Avevo cominciato con buone intenzioni, tipo rimettere in ordine l’armadio. Ma l’ho trovato noioso tanto quanto lo era prima dell’epidemia e ho rinunciato. Poi devo dire che non riesco a staccarmi dai notiziari e dalla caccia agli articoli su quello che stiamo vivendo qui ed ora. Però ho ripreso a suonare la chitarra!
6. In questo isolamento con chi ti senti più in sintonia?
Mi sento in sintonia con la mia famiglia. Fortunatamente non sono sola in casa, ma ci sono mio marito, uno dei mei figli e mia madre. Siamo riusciti a convivere serenamente.
7. Dove vorresti essere adesso?
Vorrei essere vicino a mio figlio maggiore che sta da solo in un’altra città e che ha contratto il Covid 19, per fortuna in forma non aggressiva.
8. Cosa ti manca di più?
Abbracciare mio figlio. Camminare all’aria aperta, all’inizio lo facevo, ma con le misure più restrittive ho smesso.
9. Hai scoperto l’importanza di qualcosa cui prima non davi alcun peso o ne davi meno?
Davo poco peso all’attività fisica e all’aria aperta che invece è importantissima, davo poco peso al fatto di poter liberamente spostarsi per andare a trovare le persone a cui tieni e invece ora mi manca. Davo per scontata la sanità pubblica e invece è qualcosa che va costruita e che dobbiamo conservare attivamente.
10. Pensi che ci sia qualcosa che hai riscoperto e alla quale non vorrai rinunciare dopo?

__________________________________________________

• _Cosa fare_
- 1) Elenca le cose a cui, nell'intervista sull'isolamento, chi risponde dice di aver dato poco peso o che dava per scontate.
- 2) Per favore, riprendi l'intervista sull'isolamento dal punto in cui si interrompe.
I dati riportati più avanti non hanno alcun ruolo in questo lavoro.

__________________________________________________

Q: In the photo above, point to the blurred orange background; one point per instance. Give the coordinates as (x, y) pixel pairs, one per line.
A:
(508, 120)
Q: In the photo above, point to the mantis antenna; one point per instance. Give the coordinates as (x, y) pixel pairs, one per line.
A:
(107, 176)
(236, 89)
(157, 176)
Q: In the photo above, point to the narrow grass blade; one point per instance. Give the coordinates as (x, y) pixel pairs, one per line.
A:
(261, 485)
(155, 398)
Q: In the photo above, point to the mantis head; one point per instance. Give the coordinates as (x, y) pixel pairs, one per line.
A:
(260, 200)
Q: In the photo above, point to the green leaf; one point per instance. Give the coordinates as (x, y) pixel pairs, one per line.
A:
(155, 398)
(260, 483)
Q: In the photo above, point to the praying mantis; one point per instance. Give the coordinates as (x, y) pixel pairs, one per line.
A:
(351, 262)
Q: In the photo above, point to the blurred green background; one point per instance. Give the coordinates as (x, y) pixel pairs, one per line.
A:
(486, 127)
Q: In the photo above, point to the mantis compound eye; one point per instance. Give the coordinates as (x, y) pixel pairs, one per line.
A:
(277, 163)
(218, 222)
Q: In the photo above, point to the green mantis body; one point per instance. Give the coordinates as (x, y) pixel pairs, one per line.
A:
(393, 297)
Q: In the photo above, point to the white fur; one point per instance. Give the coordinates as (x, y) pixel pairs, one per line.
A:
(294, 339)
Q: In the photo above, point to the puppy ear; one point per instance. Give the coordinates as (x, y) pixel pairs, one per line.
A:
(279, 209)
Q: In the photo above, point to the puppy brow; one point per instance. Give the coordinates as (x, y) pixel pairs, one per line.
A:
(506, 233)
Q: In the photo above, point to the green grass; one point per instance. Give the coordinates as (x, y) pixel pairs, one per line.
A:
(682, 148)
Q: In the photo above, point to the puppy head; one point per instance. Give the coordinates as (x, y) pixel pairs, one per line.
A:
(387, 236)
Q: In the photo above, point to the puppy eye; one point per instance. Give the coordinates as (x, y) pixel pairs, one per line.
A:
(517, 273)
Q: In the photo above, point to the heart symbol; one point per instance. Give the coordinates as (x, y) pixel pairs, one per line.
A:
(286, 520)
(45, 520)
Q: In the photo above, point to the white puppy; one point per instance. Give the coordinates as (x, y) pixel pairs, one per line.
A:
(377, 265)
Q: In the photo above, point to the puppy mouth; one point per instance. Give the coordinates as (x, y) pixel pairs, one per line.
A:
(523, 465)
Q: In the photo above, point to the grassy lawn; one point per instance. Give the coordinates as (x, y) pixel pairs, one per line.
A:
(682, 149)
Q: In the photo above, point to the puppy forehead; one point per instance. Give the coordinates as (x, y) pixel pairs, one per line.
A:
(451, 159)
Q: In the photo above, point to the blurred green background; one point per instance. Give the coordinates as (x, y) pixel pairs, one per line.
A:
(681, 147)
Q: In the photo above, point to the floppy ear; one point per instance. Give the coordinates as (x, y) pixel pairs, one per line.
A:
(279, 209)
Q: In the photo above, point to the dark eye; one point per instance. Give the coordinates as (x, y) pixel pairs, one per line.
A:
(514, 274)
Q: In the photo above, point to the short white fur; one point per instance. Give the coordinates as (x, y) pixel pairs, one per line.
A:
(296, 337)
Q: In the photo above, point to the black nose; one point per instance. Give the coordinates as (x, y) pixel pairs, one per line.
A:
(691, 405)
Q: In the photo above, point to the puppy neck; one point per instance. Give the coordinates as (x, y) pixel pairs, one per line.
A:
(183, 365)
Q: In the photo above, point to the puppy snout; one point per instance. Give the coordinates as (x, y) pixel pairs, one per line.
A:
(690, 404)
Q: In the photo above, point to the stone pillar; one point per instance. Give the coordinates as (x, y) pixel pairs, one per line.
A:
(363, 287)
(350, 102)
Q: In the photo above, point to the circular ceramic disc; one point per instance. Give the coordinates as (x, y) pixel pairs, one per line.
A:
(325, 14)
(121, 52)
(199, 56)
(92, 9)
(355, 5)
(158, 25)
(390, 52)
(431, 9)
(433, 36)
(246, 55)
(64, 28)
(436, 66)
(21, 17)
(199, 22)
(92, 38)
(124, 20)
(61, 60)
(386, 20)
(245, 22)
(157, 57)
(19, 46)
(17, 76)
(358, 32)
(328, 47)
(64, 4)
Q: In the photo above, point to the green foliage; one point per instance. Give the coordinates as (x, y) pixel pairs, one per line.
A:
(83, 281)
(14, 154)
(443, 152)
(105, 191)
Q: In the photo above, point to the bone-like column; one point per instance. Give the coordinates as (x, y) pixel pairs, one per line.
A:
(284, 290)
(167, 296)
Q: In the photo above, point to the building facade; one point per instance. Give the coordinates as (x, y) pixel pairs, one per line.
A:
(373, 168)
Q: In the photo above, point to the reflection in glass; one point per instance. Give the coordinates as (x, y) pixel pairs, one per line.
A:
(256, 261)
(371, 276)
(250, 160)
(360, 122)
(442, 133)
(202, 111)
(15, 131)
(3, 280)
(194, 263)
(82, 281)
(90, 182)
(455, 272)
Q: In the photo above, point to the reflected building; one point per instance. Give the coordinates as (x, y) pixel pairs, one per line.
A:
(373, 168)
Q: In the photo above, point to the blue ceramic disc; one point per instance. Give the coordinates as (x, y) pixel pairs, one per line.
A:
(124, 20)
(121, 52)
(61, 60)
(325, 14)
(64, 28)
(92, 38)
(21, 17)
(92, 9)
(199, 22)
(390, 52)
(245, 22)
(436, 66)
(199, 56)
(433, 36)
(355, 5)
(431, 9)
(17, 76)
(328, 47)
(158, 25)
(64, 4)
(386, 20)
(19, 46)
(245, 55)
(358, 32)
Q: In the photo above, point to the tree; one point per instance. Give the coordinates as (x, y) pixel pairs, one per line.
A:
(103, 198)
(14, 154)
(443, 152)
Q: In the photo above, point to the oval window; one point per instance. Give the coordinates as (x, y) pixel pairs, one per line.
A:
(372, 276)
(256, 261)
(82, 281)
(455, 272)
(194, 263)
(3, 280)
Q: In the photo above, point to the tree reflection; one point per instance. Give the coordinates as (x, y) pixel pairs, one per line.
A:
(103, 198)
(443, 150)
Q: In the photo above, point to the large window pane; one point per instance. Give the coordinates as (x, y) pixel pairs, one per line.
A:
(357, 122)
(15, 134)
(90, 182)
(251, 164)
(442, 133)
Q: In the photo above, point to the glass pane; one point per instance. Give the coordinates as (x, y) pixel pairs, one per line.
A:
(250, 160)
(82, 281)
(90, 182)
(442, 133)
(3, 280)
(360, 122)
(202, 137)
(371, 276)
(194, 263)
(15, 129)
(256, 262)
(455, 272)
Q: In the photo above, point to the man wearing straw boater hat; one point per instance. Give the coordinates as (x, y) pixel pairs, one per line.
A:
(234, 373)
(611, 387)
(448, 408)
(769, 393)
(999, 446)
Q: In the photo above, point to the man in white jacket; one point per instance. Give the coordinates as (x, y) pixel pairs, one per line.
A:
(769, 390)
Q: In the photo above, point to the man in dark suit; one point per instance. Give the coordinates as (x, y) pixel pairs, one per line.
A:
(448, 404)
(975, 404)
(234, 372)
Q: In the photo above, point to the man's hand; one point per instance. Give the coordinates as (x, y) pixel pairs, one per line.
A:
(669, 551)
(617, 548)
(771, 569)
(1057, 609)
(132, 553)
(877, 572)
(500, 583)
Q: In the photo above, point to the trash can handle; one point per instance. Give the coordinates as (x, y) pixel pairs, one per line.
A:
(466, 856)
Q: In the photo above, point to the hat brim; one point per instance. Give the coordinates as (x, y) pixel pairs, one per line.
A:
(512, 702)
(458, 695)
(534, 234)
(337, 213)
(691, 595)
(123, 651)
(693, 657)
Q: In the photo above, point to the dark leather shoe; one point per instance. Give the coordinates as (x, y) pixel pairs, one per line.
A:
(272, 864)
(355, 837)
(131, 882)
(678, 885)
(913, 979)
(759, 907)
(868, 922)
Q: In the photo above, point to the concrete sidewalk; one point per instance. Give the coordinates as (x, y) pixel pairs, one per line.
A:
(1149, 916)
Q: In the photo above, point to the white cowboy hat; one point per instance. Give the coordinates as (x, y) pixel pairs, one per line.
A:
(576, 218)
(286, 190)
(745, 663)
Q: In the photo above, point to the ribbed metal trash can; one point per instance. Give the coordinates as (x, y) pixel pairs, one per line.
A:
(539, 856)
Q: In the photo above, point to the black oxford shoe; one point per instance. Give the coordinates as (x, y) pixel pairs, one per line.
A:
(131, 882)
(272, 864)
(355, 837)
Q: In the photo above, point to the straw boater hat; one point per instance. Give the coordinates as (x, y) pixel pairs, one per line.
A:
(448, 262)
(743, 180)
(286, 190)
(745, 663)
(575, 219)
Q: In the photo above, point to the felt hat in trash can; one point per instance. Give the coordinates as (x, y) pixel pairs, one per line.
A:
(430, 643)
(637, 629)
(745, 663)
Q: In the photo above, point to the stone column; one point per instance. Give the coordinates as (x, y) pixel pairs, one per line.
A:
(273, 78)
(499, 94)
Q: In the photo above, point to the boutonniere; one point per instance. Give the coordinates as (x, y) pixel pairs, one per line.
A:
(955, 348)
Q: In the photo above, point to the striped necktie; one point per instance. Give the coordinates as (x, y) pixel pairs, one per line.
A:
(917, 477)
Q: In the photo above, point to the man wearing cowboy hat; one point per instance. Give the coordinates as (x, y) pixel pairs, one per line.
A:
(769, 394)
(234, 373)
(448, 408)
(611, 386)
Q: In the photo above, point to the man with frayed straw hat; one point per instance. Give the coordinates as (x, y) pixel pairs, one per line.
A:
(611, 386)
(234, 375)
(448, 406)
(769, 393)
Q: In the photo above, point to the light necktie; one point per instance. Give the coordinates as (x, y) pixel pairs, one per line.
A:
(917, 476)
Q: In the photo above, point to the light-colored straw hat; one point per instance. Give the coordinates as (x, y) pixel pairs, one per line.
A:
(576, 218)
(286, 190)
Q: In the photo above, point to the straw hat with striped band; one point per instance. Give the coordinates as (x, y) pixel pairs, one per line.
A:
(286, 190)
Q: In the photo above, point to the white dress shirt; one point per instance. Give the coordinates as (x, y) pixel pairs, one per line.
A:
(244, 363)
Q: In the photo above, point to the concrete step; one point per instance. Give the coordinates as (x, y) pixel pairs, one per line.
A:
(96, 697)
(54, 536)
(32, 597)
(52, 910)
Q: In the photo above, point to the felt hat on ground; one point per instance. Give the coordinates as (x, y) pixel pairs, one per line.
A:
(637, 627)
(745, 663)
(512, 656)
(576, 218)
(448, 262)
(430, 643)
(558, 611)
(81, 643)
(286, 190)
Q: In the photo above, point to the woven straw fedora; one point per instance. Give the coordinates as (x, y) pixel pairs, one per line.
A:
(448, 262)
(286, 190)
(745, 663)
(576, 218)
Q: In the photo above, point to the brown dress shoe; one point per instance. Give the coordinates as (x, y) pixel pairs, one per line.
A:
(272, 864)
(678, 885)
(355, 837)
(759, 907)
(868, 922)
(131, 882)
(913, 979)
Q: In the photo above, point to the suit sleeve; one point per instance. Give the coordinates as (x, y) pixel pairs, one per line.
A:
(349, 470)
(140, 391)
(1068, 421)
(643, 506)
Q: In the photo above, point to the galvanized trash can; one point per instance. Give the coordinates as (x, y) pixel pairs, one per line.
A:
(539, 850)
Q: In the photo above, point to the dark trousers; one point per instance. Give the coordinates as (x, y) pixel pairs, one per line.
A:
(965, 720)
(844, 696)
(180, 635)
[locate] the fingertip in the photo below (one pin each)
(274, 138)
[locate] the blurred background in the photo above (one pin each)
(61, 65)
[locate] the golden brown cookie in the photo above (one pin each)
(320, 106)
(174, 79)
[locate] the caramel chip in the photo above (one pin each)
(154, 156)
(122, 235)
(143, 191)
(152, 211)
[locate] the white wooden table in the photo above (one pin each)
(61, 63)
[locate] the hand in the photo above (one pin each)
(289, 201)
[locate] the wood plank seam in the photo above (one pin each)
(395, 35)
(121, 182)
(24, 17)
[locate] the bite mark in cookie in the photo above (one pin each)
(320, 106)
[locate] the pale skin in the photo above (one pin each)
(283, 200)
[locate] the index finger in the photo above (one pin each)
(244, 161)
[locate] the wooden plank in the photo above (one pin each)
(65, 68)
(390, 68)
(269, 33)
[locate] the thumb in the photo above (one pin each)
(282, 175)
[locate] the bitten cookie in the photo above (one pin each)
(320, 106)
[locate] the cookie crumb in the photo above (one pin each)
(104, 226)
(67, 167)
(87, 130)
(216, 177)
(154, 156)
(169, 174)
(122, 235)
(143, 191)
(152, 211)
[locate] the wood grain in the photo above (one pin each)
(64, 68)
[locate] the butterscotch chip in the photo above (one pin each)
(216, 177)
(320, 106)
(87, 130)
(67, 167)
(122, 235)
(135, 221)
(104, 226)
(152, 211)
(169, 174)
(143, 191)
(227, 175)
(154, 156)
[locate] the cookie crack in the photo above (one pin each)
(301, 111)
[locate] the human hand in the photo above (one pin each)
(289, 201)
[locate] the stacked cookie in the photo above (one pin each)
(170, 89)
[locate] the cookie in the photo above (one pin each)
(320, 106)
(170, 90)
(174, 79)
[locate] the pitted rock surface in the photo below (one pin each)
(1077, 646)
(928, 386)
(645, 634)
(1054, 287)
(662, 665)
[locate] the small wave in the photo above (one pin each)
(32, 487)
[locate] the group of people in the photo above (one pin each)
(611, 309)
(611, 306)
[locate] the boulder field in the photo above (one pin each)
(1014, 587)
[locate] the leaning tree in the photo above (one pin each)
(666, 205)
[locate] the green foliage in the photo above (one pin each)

__________________________________________________

• _Risultati_
- 1)
- l'attività fisica
- l'aria aperta
- la possibilità di spostarsi liberamente per andare a trovare le persone a cui si tiene
- la sanità pubblica

- 2)
Ho scoperto che posso fare a meno di moltissime cose, che non mi manca nulla di ciò che è superfluo, non ho bisogno di vestiti e neppure di parrucchiere. Non ho bisogno di correre tutto il giorno per rispondere a bisogni spesso non veri. Non vorrei rinunciare a questo senso di libertà dal consumismo e dalla velocità a tutti i costi.
11. Cosa cambierà dopo? Cosa vorresti portare con te di questa esperienza quando sarà finita? Cosa non vorresti dimenticare?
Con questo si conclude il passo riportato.